**REQUIRED WORK:**
Could you copy out, word for word, the full passage below on the three ways ancient people gained knowledge of the human body?

**TEXT PROVIDED:**
=== Section Start ===
1. Ancient Anatomical Knowledge. As early as the eras of Spring-Autumn and the Warring States there are already descriptions of findings from the dissection and research of the human body such as circulation of blood, describing not only the formation of blood but its nature, functions, source that powers its circulation, internal organs it flows through, and its rate of flow.

2. Long-Term Observation of Physiological and Pathological Phenomena. Through the approach of “inferring the interior from the exterior” the ancient people figured out the physical and pathological patterns and rules of the human body. For instance, when the skin was chilled the common cold could develop easily and manifest such symptoms as nasal discharge, cough, and the absence of sweating. From this observation they inferred the relationship of the nose and skin to the lung. Or, in other words, the “lung has its orifice in the nose” and the “lung governs the skin”.

3. Summarization of Practical Experience. Not all connections between the body are outwardly obvious. Through practice and experience they were able to figure out some odd connections. For example, Many types of eye disorders could be cured by techniques that treated the liver. Based on that, they gradually formulated the theory that “the liver has its orifice in the eyes.”
=== Section End ===
**SUPPLIED INFORMATION:**
=== Section Start ===
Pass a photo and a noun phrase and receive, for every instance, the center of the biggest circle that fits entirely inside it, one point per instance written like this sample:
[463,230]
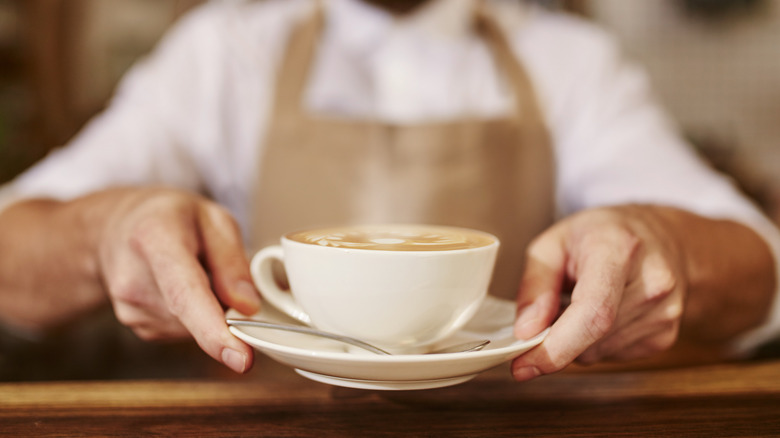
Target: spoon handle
[307,331]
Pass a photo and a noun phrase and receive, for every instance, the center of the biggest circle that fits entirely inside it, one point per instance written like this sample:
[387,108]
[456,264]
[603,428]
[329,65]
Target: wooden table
[741,399]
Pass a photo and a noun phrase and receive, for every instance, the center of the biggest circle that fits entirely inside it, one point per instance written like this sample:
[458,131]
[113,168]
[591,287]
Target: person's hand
[627,280]
[170,261]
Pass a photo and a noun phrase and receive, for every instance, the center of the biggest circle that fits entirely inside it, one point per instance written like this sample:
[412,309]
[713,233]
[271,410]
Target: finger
[651,286]
[661,324]
[226,260]
[539,295]
[185,288]
[661,340]
[150,326]
[602,269]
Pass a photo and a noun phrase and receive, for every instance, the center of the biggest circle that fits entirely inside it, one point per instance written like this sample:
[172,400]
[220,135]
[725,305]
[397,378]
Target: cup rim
[494,243]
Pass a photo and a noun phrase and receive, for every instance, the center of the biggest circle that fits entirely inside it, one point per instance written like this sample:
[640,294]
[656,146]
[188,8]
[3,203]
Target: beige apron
[493,175]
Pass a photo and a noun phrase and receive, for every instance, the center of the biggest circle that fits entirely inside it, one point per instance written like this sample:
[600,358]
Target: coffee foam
[395,238]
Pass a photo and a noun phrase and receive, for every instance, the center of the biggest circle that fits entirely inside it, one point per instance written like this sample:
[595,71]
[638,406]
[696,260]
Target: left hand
[627,278]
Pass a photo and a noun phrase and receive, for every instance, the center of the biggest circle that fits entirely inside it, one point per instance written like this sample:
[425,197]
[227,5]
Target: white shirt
[194,113]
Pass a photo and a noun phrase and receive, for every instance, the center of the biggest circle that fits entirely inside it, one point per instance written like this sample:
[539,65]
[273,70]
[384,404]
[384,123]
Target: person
[253,118]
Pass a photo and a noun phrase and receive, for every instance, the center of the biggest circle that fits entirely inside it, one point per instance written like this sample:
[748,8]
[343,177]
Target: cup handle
[262,274]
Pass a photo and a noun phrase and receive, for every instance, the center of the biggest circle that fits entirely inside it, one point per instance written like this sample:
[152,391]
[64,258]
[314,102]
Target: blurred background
[715,65]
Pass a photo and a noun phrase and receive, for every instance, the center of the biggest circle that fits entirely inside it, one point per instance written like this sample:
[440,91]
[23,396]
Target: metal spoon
[459,348]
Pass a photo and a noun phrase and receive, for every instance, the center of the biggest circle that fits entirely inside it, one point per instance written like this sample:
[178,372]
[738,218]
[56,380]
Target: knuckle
[661,280]
[602,317]
[131,292]
[177,300]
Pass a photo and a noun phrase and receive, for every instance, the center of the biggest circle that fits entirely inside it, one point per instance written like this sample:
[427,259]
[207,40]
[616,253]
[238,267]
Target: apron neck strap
[293,73]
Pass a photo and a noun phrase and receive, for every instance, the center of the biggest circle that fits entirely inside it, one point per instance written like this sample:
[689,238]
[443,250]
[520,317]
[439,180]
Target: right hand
[171,261]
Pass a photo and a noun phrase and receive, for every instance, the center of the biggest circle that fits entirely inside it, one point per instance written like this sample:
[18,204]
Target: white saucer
[332,362]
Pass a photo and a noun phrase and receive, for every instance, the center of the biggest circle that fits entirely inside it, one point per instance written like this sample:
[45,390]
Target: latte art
[395,238]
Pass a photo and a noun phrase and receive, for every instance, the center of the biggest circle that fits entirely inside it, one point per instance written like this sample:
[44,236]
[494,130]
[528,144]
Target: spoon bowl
[458,348]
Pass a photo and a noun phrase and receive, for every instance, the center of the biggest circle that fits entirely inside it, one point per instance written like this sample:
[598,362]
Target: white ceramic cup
[400,287]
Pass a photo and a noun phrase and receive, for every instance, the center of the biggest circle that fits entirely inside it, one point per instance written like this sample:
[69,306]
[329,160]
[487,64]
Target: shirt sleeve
[142,138]
[614,145]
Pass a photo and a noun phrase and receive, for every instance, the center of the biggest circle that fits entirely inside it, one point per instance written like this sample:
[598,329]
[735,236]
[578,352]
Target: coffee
[395,238]
[401,287]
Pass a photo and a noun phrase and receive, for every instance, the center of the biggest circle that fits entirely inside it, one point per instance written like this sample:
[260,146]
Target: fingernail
[526,373]
[248,293]
[235,360]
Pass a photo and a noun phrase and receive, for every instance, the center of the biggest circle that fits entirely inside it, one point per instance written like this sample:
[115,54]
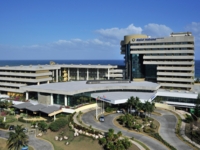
=== Section End ===
**YOUR SOLUTION:**
1. Ancient Anatomical Knowledge. As early as the eras of Spring-Autumn and the Warring States there are already descriptions of findings from the dissection and research of the human body such as circulation of blood, describing not only the formation of blood but its nature, functions, source that powers its circulation, internal organs it flows through, and its rate of flow.

2. Long-Term Observation of Physiological and Pathological Phenomena. Through the approach of “inferring the interior from the exterior” the ancient people figured out the physical and pathological patterns and rules of the human body. For instance, when the skin was chilled the common cold could develop easily and manifest such symptoms as nasal discharge, cough, and the absence of sweating. From this observation they inferred the relationship of the nose and skin to the lung. Or, in other words, the “lung has its orifice in the nose” and the “lung governs the skin”.

3. Summarization of Practical Experience. Not all connections between the body are outwardly obvious. Through practice and experience they were able to figure out some odd connections. For example, Many types of eye disorders could be cured by techniques that treated the liver. Based on that, they gradually formulated the theory that “the liver has its orifice in the eyes.”